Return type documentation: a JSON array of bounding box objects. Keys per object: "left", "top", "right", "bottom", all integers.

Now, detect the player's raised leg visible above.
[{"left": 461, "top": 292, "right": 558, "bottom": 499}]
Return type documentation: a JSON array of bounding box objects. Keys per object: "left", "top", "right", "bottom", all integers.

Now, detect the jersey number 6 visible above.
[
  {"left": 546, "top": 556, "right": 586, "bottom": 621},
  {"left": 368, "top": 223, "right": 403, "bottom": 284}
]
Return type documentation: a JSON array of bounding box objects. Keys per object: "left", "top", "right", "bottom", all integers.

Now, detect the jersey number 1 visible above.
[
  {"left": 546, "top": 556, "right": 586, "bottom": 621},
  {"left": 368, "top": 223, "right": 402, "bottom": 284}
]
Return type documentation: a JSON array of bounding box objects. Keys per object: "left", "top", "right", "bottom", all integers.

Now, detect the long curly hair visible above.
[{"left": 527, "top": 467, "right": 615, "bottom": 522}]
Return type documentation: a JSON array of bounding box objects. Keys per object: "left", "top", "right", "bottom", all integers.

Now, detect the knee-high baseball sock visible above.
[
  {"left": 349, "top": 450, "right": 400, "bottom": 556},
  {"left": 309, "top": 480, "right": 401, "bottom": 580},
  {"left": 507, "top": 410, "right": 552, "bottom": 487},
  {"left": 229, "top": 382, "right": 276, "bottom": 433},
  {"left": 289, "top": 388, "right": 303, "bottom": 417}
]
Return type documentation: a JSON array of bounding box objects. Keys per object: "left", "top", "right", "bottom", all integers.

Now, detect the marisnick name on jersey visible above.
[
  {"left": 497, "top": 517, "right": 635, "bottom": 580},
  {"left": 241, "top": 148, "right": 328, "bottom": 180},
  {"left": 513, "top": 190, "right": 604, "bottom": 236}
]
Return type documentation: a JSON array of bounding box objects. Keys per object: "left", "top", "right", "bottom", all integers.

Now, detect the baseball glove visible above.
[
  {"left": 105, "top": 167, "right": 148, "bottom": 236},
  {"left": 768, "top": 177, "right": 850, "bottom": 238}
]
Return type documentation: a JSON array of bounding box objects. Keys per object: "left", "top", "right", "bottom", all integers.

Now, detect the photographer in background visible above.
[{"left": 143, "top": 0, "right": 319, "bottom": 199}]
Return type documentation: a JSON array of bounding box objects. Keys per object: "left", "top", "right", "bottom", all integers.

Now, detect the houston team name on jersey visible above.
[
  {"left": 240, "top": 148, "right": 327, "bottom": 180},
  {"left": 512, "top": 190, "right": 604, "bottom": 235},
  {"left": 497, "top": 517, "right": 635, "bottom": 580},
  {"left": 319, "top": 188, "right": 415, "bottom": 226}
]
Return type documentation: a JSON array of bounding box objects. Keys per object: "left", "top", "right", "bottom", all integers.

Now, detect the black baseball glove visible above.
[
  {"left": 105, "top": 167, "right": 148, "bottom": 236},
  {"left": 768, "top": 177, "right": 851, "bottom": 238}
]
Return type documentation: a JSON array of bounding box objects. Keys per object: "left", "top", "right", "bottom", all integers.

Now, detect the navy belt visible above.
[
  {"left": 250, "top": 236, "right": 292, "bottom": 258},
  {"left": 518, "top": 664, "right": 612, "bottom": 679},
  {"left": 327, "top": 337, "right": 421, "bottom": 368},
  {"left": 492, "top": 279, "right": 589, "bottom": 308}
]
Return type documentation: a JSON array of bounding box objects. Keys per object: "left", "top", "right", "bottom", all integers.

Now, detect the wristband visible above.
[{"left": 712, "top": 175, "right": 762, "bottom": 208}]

• • • • •

Exactly as they appear above, transcribe the records in full.

OUTPUT BELOW.
Return type documentation: a JSON array of bounding box objects. Keys per object: "left", "top", "right", "bottom", all integers.

Now, detect the player's raised leg visible above.
[{"left": 461, "top": 292, "right": 558, "bottom": 499}]
Return type documentation: a JSON array of bounding box objects. Keys per object: "left", "top", "right", "bottom", all integers.

Now, detect the jersey number 6 visible above.
[
  {"left": 546, "top": 556, "right": 586, "bottom": 621},
  {"left": 368, "top": 223, "right": 403, "bottom": 284}
]
Return type documentation: a JSON array of bounding box objects. Keys per object: "left", "top", "right", "bottom", all integers.

Now, detect the jersey number 1 visible above.
[
  {"left": 546, "top": 556, "right": 586, "bottom": 621},
  {"left": 368, "top": 223, "right": 402, "bottom": 284}
]
Return type documentation: a JSON array of bounding box objects. Keys per object: "left", "top", "right", "bottom", all integers.

Now, detect the long curly hair visible above.
[{"left": 527, "top": 467, "right": 615, "bottom": 522}]
Return type documentation: a JSON array of bounding box objects. Keys per object: "left", "top", "right", "bottom", all integers.

Now, detect the knee-high baseball sock visible above.
[
  {"left": 349, "top": 450, "right": 400, "bottom": 556},
  {"left": 309, "top": 480, "right": 401, "bottom": 580},
  {"left": 507, "top": 410, "right": 552, "bottom": 487},
  {"left": 229, "top": 382, "right": 276, "bottom": 433},
  {"left": 289, "top": 388, "right": 303, "bottom": 417}
]
Return type documentation: a JSON array of bounding box objects. Keys per object: "left", "top", "right", "bottom", all integers.

Now, detect the marisnick name on jersey visible above.
[
  {"left": 497, "top": 517, "right": 635, "bottom": 580},
  {"left": 241, "top": 148, "right": 328, "bottom": 180},
  {"left": 513, "top": 190, "right": 604, "bottom": 236}
]
Return type documentation: a JSON array of bounding box objects. Keys per object: "left", "top", "right", "bottom", all integers.

Now, detect the baseball glove visible above.
[
  {"left": 105, "top": 167, "right": 148, "bottom": 236},
  {"left": 768, "top": 177, "right": 850, "bottom": 238}
]
Return type documentation: a JSON array of bounding box objects. Keys per object: "left", "top", "right", "bottom", all integers.

Now, detect the photographer in background visible above.
[{"left": 143, "top": 0, "right": 319, "bottom": 199}]
Return type documentation: a JSON array of bounding box objects. Keys per object: "left", "top", "right", "bottom", all integers.

Now, detect the houston team name on jersey visible above.
[
  {"left": 240, "top": 148, "right": 327, "bottom": 180},
  {"left": 512, "top": 190, "right": 604, "bottom": 235},
  {"left": 497, "top": 517, "right": 635, "bottom": 580},
  {"left": 319, "top": 188, "right": 415, "bottom": 226}
]
Return type documentation: a JSON array of bounding box objects. Keys per object: "left", "top", "right", "bottom", all integers.

Now, detect the black baseball glove visible above.
[
  {"left": 105, "top": 167, "right": 148, "bottom": 236},
  {"left": 768, "top": 177, "right": 851, "bottom": 238}
]
Return type documentation: a JSON array of bounding box objects. Keys per object: "left", "top", "right", "bottom", all integers.

Now, detect the navy belt visible above.
[
  {"left": 250, "top": 236, "right": 292, "bottom": 258},
  {"left": 518, "top": 664, "right": 612, "bottom": 679},
  {"left": 327, "top": 337, "right": 421, "bottom": 368},
  {"left": 492, "top": 279, "right": 589, "bottom": 308}
]
Return type documentation: a JSON array of bounding box objects. Keys per object: "left", "top", "right", "bottom", all integers.

Now, detect the wristband visible above.
[{"left": 712, "top": 175, "right": 762, "bottom": 208}]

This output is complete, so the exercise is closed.